Copy all of the data below line for line, without changing any character.

Material supplied →

------------

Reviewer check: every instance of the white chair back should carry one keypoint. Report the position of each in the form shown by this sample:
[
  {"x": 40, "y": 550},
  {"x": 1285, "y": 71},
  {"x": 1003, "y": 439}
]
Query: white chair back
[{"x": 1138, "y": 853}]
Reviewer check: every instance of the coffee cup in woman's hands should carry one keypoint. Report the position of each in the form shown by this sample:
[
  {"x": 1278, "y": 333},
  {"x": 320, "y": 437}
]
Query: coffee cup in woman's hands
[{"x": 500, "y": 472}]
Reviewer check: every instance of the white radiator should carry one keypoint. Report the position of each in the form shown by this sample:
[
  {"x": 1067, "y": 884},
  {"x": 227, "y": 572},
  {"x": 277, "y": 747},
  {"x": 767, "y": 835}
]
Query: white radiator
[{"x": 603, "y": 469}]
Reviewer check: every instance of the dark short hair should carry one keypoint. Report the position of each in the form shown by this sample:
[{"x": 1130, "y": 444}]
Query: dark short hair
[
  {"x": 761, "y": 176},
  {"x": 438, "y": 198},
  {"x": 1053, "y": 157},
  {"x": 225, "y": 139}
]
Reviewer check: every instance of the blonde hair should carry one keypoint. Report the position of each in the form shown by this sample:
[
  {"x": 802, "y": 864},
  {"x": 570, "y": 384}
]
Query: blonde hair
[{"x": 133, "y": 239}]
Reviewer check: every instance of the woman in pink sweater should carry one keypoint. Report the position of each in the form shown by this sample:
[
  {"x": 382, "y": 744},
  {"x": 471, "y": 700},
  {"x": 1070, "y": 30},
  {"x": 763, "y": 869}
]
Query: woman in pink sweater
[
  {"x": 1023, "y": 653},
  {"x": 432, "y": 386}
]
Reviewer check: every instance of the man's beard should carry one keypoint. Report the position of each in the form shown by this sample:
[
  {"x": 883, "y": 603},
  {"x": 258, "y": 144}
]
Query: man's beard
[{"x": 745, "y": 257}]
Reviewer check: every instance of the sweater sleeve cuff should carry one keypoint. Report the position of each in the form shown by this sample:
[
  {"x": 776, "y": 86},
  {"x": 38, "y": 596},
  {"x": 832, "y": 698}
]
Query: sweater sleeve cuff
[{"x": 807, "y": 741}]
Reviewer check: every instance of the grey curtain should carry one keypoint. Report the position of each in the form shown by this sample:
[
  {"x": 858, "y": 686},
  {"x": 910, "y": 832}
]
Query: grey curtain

------------

Written answer →
Reviewer check: every instance of the white chair back should carry one keypoint. Report the position of each in the form shown by this sample:
[
  {"x": 40, "y": 550},
  {"x": 1285, "y": 71},
  {"x": 1003, "y": 439}
]
Query: white chair back
[{"x": 1138, "y": 853}]
Reviewer check: every instance of the coffee cup in woman's hands should carry one keypoint. Report the position of each in the form shown by this sample:
[
  {"x": 1278, "y": 333},
  {"x": 320, "y": 437}
]
Query: coffee cup in woman's hands
[{"x": 500, "y": 472}]
Reviewer check: every instance of the white radiator should carry one keypoint. Report the position of each in the form shown by this sample:
[
  {"x": 1067, "y": 884},
  {"x": 227, "y": 572},
  {"x": 277, "y": 747},
  {"x": 767, "y": 835}
]
Query: white radiator
[{"x": 603, "y": 469}]
Reviewer check: every instance of the dark short hair should carry one keypoint. Report the position of each in the form shown by this sample:
[{"x": 1130, "y": 444}]
Query: dark short hair
[
  {"x": 761, "y": 176},
  {"x": 438, "y": 198},
  {"x": 1053, "y": 157},
  {"x": 225, "y": 139}
]
Reviewer check: every instance of the blonde hair should carry one keypoint. Report the position of each in the form shown by this sample:
[
  {"x": 802, "y": 864},
  {"x": 570, "y": 384}
]
Query: blonde hair
[{"x": 133, "y": 239}]
Reviewer check: every instance of the woman in pink sweater should carry one keypoint. Report the position of each in the form shown by this sample:
[
  {"x": 382, "y": 744},
  {"x": 471, "y": 700},
  {"x": 1070, "y": 30},
  {"x": 763, "y": 869}
]
Query: woman in pink sweater
[
  {"x": 1023, "y": 653},
  {"x": 432, "y": 386}
]
Reviewer check: every instance of the man's beard should carry one keypoint. Report the position of each in the form shown by this sample:
[
  {"x": 883, "y": 603},
  {"x": 258, "y": 144}
]
Query: man's beard
[{"x": 745, "y": 257}]
Reviewer check: every instance of the sweater sleeve cuff should carry one keypoint. Report the position of each in the form shown by this sample:
[
  {"x": 776, "y": 86},
  {"x": 38, "y": 596},
  {"x": 832, "y": 698}
]
Query: sweater sleeve cuff
[{"x": 807, "y": 741}]
Reviewer check: every instance of the grey curtain should carry one keypoint. Report the position of each in the form shown by this sample:
[
  {"x": 858, "y": 686},
  {"x": 910, "y": 832}
]
Query: grey curtain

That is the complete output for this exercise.